▸ **Annotation dataset entries**

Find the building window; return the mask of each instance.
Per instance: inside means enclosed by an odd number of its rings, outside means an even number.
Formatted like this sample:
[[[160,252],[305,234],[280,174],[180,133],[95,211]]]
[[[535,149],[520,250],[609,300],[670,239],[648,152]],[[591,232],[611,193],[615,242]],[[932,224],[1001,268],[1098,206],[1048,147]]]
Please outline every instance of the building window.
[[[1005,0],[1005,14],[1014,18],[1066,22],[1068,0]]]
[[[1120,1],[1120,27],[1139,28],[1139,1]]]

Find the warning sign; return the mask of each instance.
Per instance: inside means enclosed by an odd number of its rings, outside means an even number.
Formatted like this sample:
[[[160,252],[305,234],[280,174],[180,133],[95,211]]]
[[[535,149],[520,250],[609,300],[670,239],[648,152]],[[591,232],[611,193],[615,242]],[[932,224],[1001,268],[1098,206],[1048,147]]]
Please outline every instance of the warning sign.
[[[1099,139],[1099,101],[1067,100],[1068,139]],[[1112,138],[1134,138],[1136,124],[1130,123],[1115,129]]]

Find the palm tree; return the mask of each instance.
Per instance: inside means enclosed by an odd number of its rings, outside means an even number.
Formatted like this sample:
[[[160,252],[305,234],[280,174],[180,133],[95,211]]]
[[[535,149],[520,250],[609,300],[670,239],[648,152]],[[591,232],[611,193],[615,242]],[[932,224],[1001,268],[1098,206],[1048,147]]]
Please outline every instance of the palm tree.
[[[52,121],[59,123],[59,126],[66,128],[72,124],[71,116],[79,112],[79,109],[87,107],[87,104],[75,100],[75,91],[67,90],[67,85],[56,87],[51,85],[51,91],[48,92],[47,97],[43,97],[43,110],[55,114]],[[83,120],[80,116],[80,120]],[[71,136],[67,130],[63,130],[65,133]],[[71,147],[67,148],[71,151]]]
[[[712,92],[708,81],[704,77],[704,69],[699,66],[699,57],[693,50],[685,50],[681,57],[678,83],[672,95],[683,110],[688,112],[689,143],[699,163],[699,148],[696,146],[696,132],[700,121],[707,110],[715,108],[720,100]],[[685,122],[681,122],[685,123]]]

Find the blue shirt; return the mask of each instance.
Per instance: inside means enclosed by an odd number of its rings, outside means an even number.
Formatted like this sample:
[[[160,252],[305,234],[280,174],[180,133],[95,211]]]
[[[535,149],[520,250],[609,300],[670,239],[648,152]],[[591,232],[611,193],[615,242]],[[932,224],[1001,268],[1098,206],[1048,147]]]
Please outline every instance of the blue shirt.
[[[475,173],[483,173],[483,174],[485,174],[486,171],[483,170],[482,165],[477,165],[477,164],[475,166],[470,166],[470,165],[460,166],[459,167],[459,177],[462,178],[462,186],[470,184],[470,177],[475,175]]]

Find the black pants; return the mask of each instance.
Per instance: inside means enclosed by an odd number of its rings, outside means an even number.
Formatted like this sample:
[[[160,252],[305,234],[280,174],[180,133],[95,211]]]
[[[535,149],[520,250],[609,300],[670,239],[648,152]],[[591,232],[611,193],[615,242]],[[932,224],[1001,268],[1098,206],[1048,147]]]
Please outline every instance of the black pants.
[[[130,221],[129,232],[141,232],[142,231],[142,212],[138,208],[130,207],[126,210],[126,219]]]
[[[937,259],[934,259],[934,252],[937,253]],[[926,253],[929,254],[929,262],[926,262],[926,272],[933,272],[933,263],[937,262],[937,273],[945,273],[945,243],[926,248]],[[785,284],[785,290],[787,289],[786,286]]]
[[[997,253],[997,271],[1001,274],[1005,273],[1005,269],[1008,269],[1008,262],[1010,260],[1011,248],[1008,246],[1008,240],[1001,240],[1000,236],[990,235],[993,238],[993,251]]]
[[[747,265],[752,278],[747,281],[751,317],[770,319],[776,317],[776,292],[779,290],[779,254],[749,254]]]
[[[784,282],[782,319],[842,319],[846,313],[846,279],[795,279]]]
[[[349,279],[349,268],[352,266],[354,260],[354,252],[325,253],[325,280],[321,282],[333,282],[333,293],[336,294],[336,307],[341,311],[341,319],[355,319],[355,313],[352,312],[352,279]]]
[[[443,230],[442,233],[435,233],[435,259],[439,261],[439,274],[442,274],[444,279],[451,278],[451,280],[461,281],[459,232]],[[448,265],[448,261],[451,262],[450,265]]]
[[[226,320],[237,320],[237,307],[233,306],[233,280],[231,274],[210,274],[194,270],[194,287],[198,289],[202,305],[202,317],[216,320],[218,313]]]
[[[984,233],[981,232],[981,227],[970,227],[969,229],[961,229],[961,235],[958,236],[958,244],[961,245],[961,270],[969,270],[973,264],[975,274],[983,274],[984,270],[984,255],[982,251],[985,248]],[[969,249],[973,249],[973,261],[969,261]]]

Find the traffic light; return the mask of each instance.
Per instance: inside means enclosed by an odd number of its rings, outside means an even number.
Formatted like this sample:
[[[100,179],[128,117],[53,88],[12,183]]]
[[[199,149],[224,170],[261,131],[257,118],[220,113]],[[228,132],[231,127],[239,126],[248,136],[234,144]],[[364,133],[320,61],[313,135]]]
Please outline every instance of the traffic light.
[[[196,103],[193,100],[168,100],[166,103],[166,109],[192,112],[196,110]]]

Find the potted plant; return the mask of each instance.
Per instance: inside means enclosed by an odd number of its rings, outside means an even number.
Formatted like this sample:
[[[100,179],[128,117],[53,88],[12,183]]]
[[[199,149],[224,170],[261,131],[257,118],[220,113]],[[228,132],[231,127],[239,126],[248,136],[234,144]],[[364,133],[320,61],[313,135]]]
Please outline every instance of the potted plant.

▸ **Written request**
Write out every one of the entries above again, line for line and character for character, without changing anything.

▸ **Response below**
Find the building window; return the mask of each instance.
Per instance: inside means enclosed by an odd number of its rings, outside means an even number.
Formatted like this sample:
[[[160,252],[305,234],[280,174],[180,133],[95,211]]]
[[[535,149],[520,250],[609,300],[670,239],[648,152]],[[591,232],[611,193],[615,242]],[[932,224],[1001,268],[1098,206],[1048,147]]]
Please outline every instance of the building window.
[[[1005,0],[1005,14],[1014,18],[1066,22],[1068,0]]]
[[[1120,1],[1120,27],[1139,28],[1139,1]]]

Find the warning sign; return the mask of each instance.
Per instance: inside means enclosed by an odd number of its rings, outside means an even number.
Formatted like this sample:
[[[160,252],[305,234],[280,174],[180,133],[95,211]]]
[[[535,149],[520,250],[609,300],[670,239],[648,152]],[[591,232],[611,193],[615,242]],[[932,224],[1001,268],[1098,206],[1048,147]]]
Please outline every instance of the warning sign.
[[[1099,139],[1099,101],[1067,100],[1068,139]],[[1112,138],[1134,138],[1136,124],[1130,123],[1115,129]]]

Find the palm tree; return the mask of each instance.
Per instance: inside means enclosed by an odd number of its rings, outside means an even number.
Formatted like this sample:
[[[160,252],[305,234],[280,174],[180,133],[95,211]]]
[[[535,149],[520,250],[609,300],[670,239],[648,152]],[[591,232],[611,193],[615,242]],[[932,224],[1001,268],[1098,206],[1048,147]]]
Please outline every instance of the palm tree.
[[[52,121],[59,123],[59,126],[66,128],[72,124],[71,116],[79,112],[79,109],[87,107],[87,104],[75,100],[75,91],[67,90],[67,85],[56,87],[51,85],[51,91],[48,92],[47,97],[43,97],[43,110],[55,114]],[[83,120],[80,116],[80,120]],[[71,136],[67,130],[63,130],[65,133]],[[71,147],[67,148],[71,151]]]
[[[712,92],[708,81],[704,77],[704,69],[699,66],[699,57],[693,50],[685,50],[681,57],[678,83],[672,95],[683,110],[688,112],[689,143],[699,163],[699,148],[696,146],[696,132],[700,121],[707,110],[715,108],[720,100]],[[685,122],[681,122],[685,123]]]

Find the blue shirt; return the mask of each instance.
Per instance: inside means enclosed by an odd number of its rings, outside means an even number.
Formatted like this sample:
[[[160,252],[305,234],[280,174],[180,133],[95,211]]]
[[[535,149],[520,250],[609,300],[670,239],[648,152]],[[591,232],[611,193],[615,242]],[[932,224],[1001,268],[1098,206],[1048,147]]]
Please outline every instance of the blue shirt.
[[[475,173],[483,173],[483,174],[485,174],[486,171],[483,170],[482,165],[477,165],[477,164],[475,166],[470,166],[470,165],[460,166],[459,167],[459,177],[462,178],[462,186],[470,184],[470,177],[475,175]]]

Find the black pants; return the mask of each instance.
Per instance: inside means enclosed by an odd number of its rings, outside means an even number.
Formatted like this sample:
[[[160,252],[305,234],[280,174],[180,133],[95,211]]]
[[[535,149],[520,250],[609,300],[670,239],[648,152]],[[591,232],[611,193],[615,242]],[[932,224],[1001,268],[1098,206],[1048,147]]]
Please outline every instance of the black pants.
[[[130,221],[129,232],[141,232],[142,231],[142,212],[138,208],[130,207],[126,210],[126,219]]]
[[[937,259],[934,259],[934,252],[937,253]],[[926,253],[929,254],[929,262],[926,262],[926,272],[933,272],[933,263],[937,262],[937,273],[945,273],[945,243],[926,248]],[[785,284],[785,290],[787,289],[786,286]]]
[[[997,253],[997,271],[1001,274],[1005,273],[1005,269],[1008,269],[1008,262],[1010,260],[1011,248],[1008,246],[1008,240],[1001,240],[1000,236],[990,235],[993,238],[993,251]]]
[[[747,265],[752,278],[747,281],[751,317],[770,319],[776,317],[776,292],[779,290],[779,254],[749,254]]]
[[[784,282],[782,319],[842,319],[846,313],[846,279],[795,279]]]
[[[349,279],[349,268],[352,266],[354,260],[354,252],[325,253],[325,280],[321,282],[333,282],[333,293],[336,294],[336,307],[341,311],[341,319],[355,319],[355,313],[352,312],[352,279]]]
[[[443,230],[442,233],[435,233],[435,259],[439,261],[439,274],[442,274],[444,279],[451,278],[451,280],[461,281],[459,232]],[[448,265],[448,261],[451,262],[450,265]]]
[[[226,320],[237,320],[237,307],[233,306],[233,280],[231,274],[210,274],[194,270],[194,287],[198,289],[202,305],[202,317],[216,320],[218,313]]]
[[[984,233],[981,232],[981,227],[970,227],[969,229],[961,229],[961,235],[958,236],[958,244],[961,245],[961,270],[969,270],[973,264],[975,274],[983,274],[984,270],[984,255],[982,251],[985,248]],[[969,249],[973,249],[973,261],[969,261]]]

Find the traffic light; return the mask of each instance.
Per instance: inside means enclosed by an odd number of its rings, outside means an even number.
Formatted like this sample:
[[[100,179],[128,117],[53,88],[12,183]]]
[[[199,149],[224,170],[261,131],[257,118],[220,113]],[[228,132],[231,127],[239,126],[248,136],[234,144]],[[364,133],[320,61],[313,135]]]
Please outline every instance of the traffic light.
[[[196,103],[193,100],[168,100],[166,103],[166,109],[192,112],[196,110]]]

Find the potted plant; return the mask of each instance.
Per instance: inside means enclosed by an odd number of its rings, outside means an even number.
Formatted like this sample:
[[[100,179],[128,117],[53,88],[12,183]]]
[[[199,149],[224,170],[261,131],[257,118],[220,113]],[[228,132],[231,127],[239,126],[248,136],[234,144]],[[364,133],[320,61],[313,135]]]
Please outline every instance of the potted plant.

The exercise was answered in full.